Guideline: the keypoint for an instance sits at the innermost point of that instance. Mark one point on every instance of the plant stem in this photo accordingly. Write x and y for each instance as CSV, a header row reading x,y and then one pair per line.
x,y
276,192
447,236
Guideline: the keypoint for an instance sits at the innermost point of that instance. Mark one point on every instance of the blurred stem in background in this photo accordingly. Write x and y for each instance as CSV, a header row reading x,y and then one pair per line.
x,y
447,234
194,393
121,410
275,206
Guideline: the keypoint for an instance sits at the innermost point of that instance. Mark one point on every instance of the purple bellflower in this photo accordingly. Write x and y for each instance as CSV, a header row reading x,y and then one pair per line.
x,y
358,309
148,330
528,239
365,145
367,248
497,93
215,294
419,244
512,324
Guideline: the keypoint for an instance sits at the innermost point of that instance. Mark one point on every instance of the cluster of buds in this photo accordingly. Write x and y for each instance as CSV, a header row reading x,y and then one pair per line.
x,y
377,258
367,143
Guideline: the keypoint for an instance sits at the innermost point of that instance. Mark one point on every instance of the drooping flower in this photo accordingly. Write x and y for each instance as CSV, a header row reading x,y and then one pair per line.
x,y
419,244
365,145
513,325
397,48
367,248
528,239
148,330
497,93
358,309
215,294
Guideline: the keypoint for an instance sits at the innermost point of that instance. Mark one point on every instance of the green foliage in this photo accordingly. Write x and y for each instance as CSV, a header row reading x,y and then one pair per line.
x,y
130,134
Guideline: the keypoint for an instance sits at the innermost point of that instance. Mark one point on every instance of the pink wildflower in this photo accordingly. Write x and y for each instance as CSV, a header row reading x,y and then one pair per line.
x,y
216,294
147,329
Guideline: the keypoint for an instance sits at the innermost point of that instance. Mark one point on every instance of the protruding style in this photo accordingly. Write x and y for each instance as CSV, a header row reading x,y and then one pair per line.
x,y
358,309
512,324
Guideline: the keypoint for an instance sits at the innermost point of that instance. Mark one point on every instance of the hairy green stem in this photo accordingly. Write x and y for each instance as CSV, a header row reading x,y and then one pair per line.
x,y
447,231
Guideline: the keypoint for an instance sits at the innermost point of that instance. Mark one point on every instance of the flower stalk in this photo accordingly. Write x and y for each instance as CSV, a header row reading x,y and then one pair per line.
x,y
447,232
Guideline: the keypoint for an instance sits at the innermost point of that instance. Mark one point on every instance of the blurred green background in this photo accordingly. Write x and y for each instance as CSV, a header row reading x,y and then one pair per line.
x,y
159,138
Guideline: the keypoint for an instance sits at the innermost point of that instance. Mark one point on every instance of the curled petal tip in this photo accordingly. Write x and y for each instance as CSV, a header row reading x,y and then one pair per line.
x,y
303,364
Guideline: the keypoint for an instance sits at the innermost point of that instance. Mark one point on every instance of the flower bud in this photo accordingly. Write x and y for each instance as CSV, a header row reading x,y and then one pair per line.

..........

Given task:
Your task is to reproduce all of the records exactly.

Output for this exercise:
Guideline: the keypoint for an instance sits at the innermost point of that instance. Mark one point on every instance of the plant stem in this photo accordingly. Write x and y for each instance as CSV, a header row reading x,y and then one pair per line.
x,y
276,192
447,236
Guideline: the keypoint for an instance sits at the innermost point of that instance. Mark one point on every instance of the blurred stem in background in this photo accordingly. Write x and y for each instance as CSV, a header row reading x,y and then one pair per line.
x,y
447,234
194,393
121,410
275,206
Guideline: the keypoint for an instance sits at the innermost point of that instance. Mark one point on every instance of the purple bellflower in this photo accordingly. Write x and y for each instance as CSV, a header row reading x,y and then one pair per line.
x,y
358,309
148,330
528,239
365,145
367,248
497,93
215,294
419,244
512,324
Guideline: the keypoint for an instance sits at the innermost point of that instance. Mark one point on every instance of the cluster of buds in this photo accordingly. Write x and y for each instance as CSV, a header row reading x,y and then one pair per line.
x,y
377,258
367,143
Guideline: the keypoint for an instance sits at the innermost point of that instance. Mark one point on every instance of the drooping flower in this photo accordingly. Write x and y for each instance as CSV, a header row reading x,y and then one pair per line.
x,y
419,244
365,145
513,325
397,48
367,248
528,239
148,330
497,93
358,309
215,294
Guideline: the keypoint for an instance sits at the innermost point of that instance. Mark one point on every instance of the green foliage in this photo accordingly. Write x and y for each instance as CSV, a header row reading x,y and then one pair per line.
x,y
130,134
Guideline: the keypoint for an instance sits at the innermost point of that instance. Mark one point on every instance of the pink wildflower in this photo accordingly. Write x and y for each instance as CSV, a header row reading x,y and then one pair per line.
x,y
216,294
147,329
Guideline: the keypoint for an instance sits at the innermost point of that instance. Mark one point on every instance of the protruding style in this photo accordingly. Write x and y for each instance as CSV, a header row reading x,y and then one pair per line.
x,y
358,309
512,324
Guideline: the keypoint for an instance sits at the innermost point of that instance. Mark one point on every instance of the hairy green stem in this photo accordingly. Write x and y for each instance as CSV, a header row reading x,y and then one pair per line.
x,y
447,231
Guideline: the keypoint for an instance sits at the innermost point of that instance. Mark one point on every instance of the flower stalk in this photo accordingly. Write x and y for each instance as CSV, a header row reading x,y and then one pair per line.
x,y
447,232
Guideline: the keypoint for an instance sits at the innermost point of that instance. Mark one point on every instance of the blurred green background in this photo accordingly. Write x and y for each instance as CSV, a header row reading x,y and then one pair per line.
x,y
159,138
Guideline: the keypoint for an instance sits at the innermost point of that instance. Mark one point on every instance of the curled petal tip in this photo accordingly. Write x and y for each instance as CSV, a header row reading x,y and then one pair per line.
x,y
303,364
Guideline: the keypoint for an instance sits at the innermost point of that instance. Mark one point on every instance of the flower bud in this photo accordingly. Write x and y for each instance as CSV, a header row reading x,y and then one pair per line.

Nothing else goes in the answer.